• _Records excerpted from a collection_
++++++++++
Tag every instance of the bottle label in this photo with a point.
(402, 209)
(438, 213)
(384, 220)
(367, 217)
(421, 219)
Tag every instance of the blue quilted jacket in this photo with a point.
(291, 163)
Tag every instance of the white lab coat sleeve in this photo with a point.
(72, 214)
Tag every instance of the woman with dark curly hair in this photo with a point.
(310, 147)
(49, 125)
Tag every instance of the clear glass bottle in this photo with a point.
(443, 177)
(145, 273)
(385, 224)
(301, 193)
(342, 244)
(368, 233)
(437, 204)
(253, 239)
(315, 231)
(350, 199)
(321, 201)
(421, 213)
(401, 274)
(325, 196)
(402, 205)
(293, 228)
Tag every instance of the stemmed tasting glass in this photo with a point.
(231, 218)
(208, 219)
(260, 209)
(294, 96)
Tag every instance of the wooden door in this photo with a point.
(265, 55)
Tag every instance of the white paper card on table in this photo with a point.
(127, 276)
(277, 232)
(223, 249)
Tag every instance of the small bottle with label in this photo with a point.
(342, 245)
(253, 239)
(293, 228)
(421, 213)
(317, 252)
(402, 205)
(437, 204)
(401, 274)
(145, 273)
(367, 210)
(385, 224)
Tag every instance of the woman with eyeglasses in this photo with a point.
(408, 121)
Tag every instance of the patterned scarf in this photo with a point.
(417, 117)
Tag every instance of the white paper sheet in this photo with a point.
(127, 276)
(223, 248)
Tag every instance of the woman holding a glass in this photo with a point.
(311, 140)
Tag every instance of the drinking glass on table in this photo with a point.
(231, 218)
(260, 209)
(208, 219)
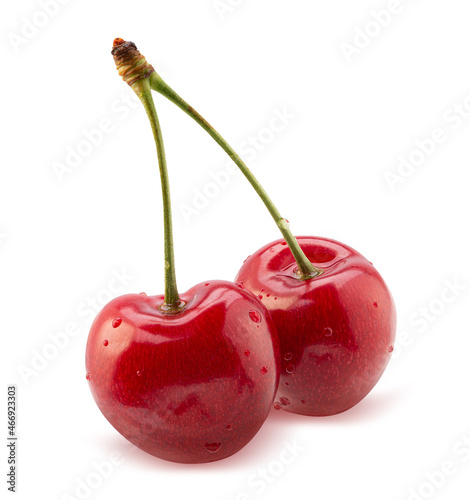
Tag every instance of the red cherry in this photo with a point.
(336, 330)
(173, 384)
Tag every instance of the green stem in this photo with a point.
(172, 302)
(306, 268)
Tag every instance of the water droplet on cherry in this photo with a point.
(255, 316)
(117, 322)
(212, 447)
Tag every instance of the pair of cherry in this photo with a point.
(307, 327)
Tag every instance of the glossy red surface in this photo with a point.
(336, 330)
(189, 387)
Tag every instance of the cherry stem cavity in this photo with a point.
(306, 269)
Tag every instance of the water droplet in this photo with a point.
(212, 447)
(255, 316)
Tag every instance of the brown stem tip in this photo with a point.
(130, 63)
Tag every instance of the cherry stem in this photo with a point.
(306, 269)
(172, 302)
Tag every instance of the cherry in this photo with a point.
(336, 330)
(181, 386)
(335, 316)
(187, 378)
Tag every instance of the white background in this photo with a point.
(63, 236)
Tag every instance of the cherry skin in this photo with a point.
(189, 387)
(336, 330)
++++++++++
• _EXERCISE_
All of the material above should be reproduced exactly, except the pictures.

• _RESULT OF THIS TASK_
Tag every instance of the bottle label in this photo with a point.
(402, 209)
(438, 213)
(384, 220)
(367, 217)
(421, 219)
Tag every instance of the blue quilted jacket in this photo with a point.
(291, 163)
Tag every instance of the white lab coat sleeve in this photo with a point.
(72, 214)
Tag every instance of the woman with dark curly hair in this photo with a point.
(310, 147)
(49, 125)
Tag every instance of the clear glass bottle in this photo with a point.
(443, 177)
(145, 273)
(385, 224)
(301, 193)
(342, 244)
(368, 233)
(437, 204)
(253, 239)
(315, 231)
(350, 199)
(321, 201)
(421, 213)
(401, 274)
(325, 196)
(402, 205)
(293, 228)
Tag every instance of the stemmed tasting glass in this photo with a point.
(231, 218)
(208, 219)
(260, 209)
(294, 96)
Tag every instance of the wooden door in this photo with a point.
(265, 55)
Tag every instance of the white paper card on table in this photo with a point.
(127, 276)
(277, 232)
(223, 249)
Tag every instance of the small bottle with label in this photo with a point.
(342, 245)
(253, 239)
(293, 228)
(421, 213)
(317, 252)
(402, 205)
(437, 204)
(401, 274)
(145, 273)
(367, 210)
(385, 224)
Tag every instance of the woman with eyeglasses in this photo with a point.
(408, 121)
Tag every instance of the patterned scarf in this photo with a point.
(417, 117)
Tag every instance of the white paper sheet in this photo with a point.
(127, 276)
(223, 248)
Tag every instance of the woman holding a glass in this photo with a point.
(311, 140)
Tag every instance of the drinking glass on table in this photo with a point.
(231, 218)
(260, 209)
(208, 219)
Tag every instance of the red cherry in this photo with a point.
(336, 330)
(173, 384)
Tag every instance of the green stem in this photo with a point.
(172, 302)
(306, 268)
Tag every instance of the water droplet on cherry in this photo with a point.
(255, 316)
(117, 322)
(212, 447)
Tag every instance of the pair of cherry in this photo with a point.
(307, 327)
Tag every instance of the glossy red surface in this photo with a point.
(336, 330)
(189, 387)
Tag every instance of the cherry stem cavity in this photo with a point.
(306, 269)
Tag every instance of the water droplet in this photo with a point.
(212, 447)
(255, 316)
Tag every instance of the brown stem tip in this photo with a point.
(130, 63)
Tag every instance of the cherry stem in this photo with a point.
(306, 269)
(172, 302)
Tag every instance of the cherry in this photo with a point.
(336, 330)
(181, 386)
(335, 316)
(187, 378)
Tag every instance of the white background in this photo with a point.
(63, 236)
Tag every instance of the cherry skin in this photo with a point.
(189, 387)
(336, 330)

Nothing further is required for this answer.